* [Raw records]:
>>
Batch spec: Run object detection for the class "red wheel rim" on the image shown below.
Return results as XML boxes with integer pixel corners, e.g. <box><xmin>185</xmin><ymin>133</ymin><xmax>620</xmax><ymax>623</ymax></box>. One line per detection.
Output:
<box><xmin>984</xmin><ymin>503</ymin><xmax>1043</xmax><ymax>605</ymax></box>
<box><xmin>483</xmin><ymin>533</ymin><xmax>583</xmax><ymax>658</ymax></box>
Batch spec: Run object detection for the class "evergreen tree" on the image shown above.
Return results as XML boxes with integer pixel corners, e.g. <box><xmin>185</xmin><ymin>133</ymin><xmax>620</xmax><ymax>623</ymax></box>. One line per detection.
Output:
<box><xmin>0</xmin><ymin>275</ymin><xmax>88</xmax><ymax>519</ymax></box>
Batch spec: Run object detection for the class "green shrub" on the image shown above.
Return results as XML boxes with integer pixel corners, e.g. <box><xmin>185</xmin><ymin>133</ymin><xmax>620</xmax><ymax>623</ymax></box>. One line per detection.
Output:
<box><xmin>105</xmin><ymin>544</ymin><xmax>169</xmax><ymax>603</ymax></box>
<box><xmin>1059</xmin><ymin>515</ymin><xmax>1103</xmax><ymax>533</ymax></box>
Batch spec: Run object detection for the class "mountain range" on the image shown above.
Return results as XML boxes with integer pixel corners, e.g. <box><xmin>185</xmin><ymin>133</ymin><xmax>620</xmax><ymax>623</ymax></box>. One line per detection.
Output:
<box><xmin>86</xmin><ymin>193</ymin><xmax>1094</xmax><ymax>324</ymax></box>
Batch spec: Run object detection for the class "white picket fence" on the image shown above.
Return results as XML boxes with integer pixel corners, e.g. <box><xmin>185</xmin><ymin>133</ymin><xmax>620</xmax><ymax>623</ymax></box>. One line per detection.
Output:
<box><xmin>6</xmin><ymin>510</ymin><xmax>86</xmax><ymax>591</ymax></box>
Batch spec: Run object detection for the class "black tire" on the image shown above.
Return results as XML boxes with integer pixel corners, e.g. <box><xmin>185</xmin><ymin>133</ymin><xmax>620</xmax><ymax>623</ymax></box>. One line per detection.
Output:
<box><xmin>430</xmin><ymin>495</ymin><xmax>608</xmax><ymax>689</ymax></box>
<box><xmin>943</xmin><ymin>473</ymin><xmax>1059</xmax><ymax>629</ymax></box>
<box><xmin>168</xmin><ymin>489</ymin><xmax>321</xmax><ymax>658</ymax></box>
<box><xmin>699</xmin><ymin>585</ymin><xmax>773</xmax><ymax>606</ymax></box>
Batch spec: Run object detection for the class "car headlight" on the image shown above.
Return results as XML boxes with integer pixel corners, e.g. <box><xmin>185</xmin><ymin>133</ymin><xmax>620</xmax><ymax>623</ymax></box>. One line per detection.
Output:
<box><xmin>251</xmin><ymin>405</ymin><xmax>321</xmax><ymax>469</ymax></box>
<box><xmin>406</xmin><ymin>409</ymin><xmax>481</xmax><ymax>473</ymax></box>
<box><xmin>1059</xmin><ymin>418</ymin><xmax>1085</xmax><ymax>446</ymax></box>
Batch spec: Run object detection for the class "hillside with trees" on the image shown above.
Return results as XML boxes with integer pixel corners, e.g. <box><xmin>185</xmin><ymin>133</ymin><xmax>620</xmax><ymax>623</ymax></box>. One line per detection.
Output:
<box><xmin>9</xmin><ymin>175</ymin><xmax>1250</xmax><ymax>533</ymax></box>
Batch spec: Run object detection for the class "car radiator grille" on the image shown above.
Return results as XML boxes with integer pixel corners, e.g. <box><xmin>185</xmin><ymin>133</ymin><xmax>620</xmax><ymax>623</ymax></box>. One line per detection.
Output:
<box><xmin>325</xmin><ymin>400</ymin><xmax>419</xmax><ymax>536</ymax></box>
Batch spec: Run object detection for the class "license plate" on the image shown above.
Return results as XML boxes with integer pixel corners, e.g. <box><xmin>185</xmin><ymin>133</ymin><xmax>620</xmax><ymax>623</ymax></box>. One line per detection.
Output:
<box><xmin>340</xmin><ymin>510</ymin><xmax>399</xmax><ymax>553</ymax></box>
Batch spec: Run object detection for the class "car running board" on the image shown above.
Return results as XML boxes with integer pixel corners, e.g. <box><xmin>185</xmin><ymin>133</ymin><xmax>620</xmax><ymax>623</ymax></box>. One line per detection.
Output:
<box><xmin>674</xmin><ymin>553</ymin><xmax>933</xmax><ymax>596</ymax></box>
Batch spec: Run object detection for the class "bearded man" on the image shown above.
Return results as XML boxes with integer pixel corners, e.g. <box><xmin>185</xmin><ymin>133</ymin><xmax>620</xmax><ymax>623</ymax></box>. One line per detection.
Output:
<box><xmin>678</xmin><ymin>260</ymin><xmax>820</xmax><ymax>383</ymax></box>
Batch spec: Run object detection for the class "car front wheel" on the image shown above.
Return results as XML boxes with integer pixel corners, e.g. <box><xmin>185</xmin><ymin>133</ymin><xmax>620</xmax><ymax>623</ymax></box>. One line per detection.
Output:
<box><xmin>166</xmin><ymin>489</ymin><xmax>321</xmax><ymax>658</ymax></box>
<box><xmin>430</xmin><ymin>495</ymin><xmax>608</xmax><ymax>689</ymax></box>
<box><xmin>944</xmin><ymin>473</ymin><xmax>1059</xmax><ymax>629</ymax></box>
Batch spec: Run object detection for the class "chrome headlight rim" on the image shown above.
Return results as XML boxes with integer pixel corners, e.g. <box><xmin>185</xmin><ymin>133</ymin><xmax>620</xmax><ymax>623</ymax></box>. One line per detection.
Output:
<<
* [What is required]:
Identify every line in the material above that contains the word "headlight", and copy each of those lines in full. Case counts.

* [Correct response]:
Batch spec: Run object detection for the class "car headlight" on the image shown above.
Batch spec: Run object detection for the class "chrome headlight rim" on the image shown above.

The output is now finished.